== Segment start ==

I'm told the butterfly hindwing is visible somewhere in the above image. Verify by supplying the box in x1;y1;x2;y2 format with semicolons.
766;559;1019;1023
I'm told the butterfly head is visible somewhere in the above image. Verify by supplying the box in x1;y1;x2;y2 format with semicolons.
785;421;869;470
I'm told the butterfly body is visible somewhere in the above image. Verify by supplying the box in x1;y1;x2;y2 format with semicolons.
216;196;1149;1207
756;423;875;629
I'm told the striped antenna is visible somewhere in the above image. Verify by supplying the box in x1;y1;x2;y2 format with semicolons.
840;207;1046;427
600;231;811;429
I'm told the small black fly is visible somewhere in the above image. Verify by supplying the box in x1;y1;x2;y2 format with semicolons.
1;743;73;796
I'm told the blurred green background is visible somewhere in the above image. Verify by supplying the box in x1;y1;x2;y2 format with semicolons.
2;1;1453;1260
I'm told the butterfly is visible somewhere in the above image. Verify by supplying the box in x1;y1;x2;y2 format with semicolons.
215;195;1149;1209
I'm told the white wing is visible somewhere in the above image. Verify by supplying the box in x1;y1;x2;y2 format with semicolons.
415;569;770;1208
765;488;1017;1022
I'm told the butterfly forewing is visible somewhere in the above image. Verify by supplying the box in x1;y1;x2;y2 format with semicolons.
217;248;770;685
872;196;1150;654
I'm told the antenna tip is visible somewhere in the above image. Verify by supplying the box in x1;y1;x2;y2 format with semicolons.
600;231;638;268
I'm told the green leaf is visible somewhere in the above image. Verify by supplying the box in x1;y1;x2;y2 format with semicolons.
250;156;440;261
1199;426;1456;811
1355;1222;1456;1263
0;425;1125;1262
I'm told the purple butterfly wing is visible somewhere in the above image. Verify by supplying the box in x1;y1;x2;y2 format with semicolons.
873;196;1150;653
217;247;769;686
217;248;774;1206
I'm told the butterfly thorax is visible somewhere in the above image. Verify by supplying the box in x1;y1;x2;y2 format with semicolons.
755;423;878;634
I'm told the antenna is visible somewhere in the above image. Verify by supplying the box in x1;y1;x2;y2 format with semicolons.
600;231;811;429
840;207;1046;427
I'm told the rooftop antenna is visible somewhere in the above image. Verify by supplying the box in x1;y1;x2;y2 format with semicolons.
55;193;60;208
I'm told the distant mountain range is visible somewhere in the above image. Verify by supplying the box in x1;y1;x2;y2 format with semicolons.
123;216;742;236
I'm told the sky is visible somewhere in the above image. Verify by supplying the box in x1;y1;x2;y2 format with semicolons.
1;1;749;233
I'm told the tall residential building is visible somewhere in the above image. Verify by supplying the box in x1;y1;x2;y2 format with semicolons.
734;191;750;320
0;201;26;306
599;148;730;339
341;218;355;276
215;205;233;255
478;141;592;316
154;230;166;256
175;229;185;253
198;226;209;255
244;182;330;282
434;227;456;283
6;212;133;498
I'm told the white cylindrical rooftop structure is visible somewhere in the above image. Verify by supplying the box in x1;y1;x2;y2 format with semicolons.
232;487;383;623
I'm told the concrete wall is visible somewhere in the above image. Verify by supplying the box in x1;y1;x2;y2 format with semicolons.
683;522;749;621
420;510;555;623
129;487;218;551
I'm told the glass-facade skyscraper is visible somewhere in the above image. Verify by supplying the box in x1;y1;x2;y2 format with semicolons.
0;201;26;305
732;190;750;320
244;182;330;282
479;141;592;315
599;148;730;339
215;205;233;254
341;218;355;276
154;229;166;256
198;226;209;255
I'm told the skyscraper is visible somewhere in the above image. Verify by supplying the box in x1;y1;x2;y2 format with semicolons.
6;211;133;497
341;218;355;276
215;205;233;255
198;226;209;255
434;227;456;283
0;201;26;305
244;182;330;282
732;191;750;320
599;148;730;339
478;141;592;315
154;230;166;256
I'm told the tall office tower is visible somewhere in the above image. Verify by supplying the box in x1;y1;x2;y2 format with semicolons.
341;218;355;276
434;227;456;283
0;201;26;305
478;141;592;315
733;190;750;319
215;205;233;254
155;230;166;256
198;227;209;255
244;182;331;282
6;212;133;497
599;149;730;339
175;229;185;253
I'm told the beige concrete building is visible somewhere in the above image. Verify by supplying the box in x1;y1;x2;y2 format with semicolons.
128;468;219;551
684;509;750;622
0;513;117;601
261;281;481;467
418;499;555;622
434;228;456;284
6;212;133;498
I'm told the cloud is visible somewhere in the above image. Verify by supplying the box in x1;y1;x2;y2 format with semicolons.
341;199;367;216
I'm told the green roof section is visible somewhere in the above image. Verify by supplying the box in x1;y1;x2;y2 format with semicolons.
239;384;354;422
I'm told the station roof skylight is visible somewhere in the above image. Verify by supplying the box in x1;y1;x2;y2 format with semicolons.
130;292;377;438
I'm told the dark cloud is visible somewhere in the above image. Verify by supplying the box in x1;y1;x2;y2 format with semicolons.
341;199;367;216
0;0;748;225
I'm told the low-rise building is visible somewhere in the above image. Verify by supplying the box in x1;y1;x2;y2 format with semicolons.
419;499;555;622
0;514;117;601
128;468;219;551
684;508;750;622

== Segment end ==

*Exercise aim:*
Extract each line from the listing above, please, and repeat it exactly.

*Solution to the problem:*
I'm told the butterfly hindwing is visible somewhere in the above image. Verify by supplying the box in x1;y1;x2;y2 format with semicolons.
766;559;1019;1023
I'm told the butterfly head is visible somewhere in the above image. Verify by supplying the box in x1;y1;x2;y2 format with semicolons.
785;421;869;470
I'm told the butterfly body is visible somewhere in the above image. Verify by supplying the box in x1;y1;x2;y2 format with semicolons.
216;196;1149;1207
756;423;875;629
I'm told the striped antenna is visible somewhere in the above image. Verify by supplying the box in x1;y1;x2;y2 format with semicolons.
840;207;1046;427
600;231;811;429
I'm told the small black fly is visible somewhere in the above image. Verify by supplying the box in x1;y1;x2;y2 format with semicolons.
1;743;73;796
I'm told the blurred green background is visible somewhere in the above image. Verify by supplying the box in x1;y1;x2;y2 format with semicolons.
2;1;1453;1260
I'm told the butterfly is visible somewhere in the above image. Verify by supplying the box in x1;y1;x2;y2 format with semicolons.
215;195;1149;1209
I'm told the white wing is visible somewhere in the above image. Verify by supplying the box in x1;y1;x2;y2 format with semicolons.
415;569;770;1208
765;488;1017;1022
I'm told the butterfly forewing is visible somewhere in the above image. Verify by supplying the box in x1;y1;x2;y2 format with semicolons.
217;248;770;685
872;196;1150;654
I'm told the antenna tip is visible somewhere in the above image. Verify by supplying the box in x1;y1;x2;y2 format with semicolons.
600;231;638;268
I'm told the green leaf is visible somewhere in the above image. Verify by supplying the box in x1;y1;x2;y2 format with semicolons.
250;156;440;261
1199;426;1456;811
1355;1222;1456;1263
0;425;1125;1262
I'm told the purple butterfly wing is visible somewhere in the above image. Verify by supplying the box in x1;y1;x2;y2 format with semicolons.
873;196;1150;653
217;247;769;686
217;248;774;1206
I'm told the butterfly thorax is visible somewhere in the above image. Verify by supplying the box in x1;y1;x2;y2 format with semicolons.
755;423;878;634
I'm told the antenna is visible somewhere in the above image. Verify by supplying the box in x1;y1;x2;y2 format with semicolons.
600;231;811;429
840;207;1046;427
I'm told the rooftop antenna is visible somewhere in the above image. Verify by supplying the box in x1;y1;x2;y2 format with semicolons.
55;193;60;208
I'm told the distant mountain range is visible somewhere in the above image. Verify by supplying the box in x1;y1;x2;y2 format with semicolons.
123;216;742;236
I'm told the sky is visible somewhere in the above image. Verify by supplying the box in x1;y1;x2;y2 format with semicolons.
1;1;749;233
I'm told the tall residential building is visible somewhere in the above image. Verify by supplying the box in x1;y1;x2;y2 format with semicolons.
734;191;750;320
0;201;26;306
599;148;730;339
341;218;355;276
215;205;233;255
478;141;592;316
154;230;166;256
175;229;185;253
198;226;209;255
244;182;330;282
434;227;456;283
6;212;133;498
I'm told the white cylindrical rooftop structure is visible somewhere in the above image. Verify by supplying the box in x1;y1;x2;y2 format with semicolons.
232;487;383;623
I'm told the concrete wall is visible somewhere in the above image. Verify by supplying the box in x1;y1;x2;y2 format with semicolons.
683;522;749;621
420;510;555;623
129;487;218;551
I'm told the glass-facade skyscraper is visible somewhere in the above image. Verify by supplying the box in x1;y1;x2;y2 format with semicolons.
0;201;26;305
732;190;750;320
244;182;330;282
479;141;592;315
599;148;730;339
215;205;233;254
341;218;355;276
154;229;166;256
198;226;209;255
I'm told the skyscraper is visible somewhere in the above image. Verify by supplying the box in x1;y1;x2;y2 format with semicolons.
6;211;133;497
341;218;355;276
215;205;233;255
198;226;209;255
434;227;456;283
0;201;26;305
244;182;330;282
732;191;750;320
599;148;730;339
478;141;592;315
154;230;166;256
I'm told the tall office tower is visible somewhere in the above image. Verify by supplying the box in x1;y1;x2;y2 format with semicolons.
341;218;355;276
434;227;456;283
0;201;26;305
478;141;592;315
733;190;750;319
215;205;233;254
155;230;166;256
198;227;209;255
244;182;331;282
6;212;133;497
599;149;730;339
175;229;185;253
I'm told the beige concrete building is visible somewhere in the above image. Verify by supplying the box in x1;y1;x2;y2 format with semicolons.
128;468;219;551
684;509;750;622
0;513;117;601
261;281;481;467
418;499;555;622
434;228;456;284
6;212;133;498
I'm told the cloud is visible somewhere in the above image. Verify by supplying the box in x1;y1;x2;y2 format with semicolons.
341;199;367;216
I'm told the green roof section is visible somewhere in the above image. Verify by supplying the box in x1;y1;x2;y2 format with semicolons.
239;384;354;422
I'm told the station roof skylight is visible somewhere in the above image. Verify by supplying the box in x1;y1;x2;y2 format with semicolons.
130;292;377;438
I'm told the dark cloud is visible somewhere in the above image. Verify by supplying the box in x1;y1;x2;y2 format with semicolons.
341;199;367;216
0;0;748;225
I'm told the low-rise building is visible somewhere in the above image. Verify by supplying the box in x1;y1;x2;y2 format with semicolons.
419;499;555;622
0;514;117;601
128;468;219;551
684;508;750;622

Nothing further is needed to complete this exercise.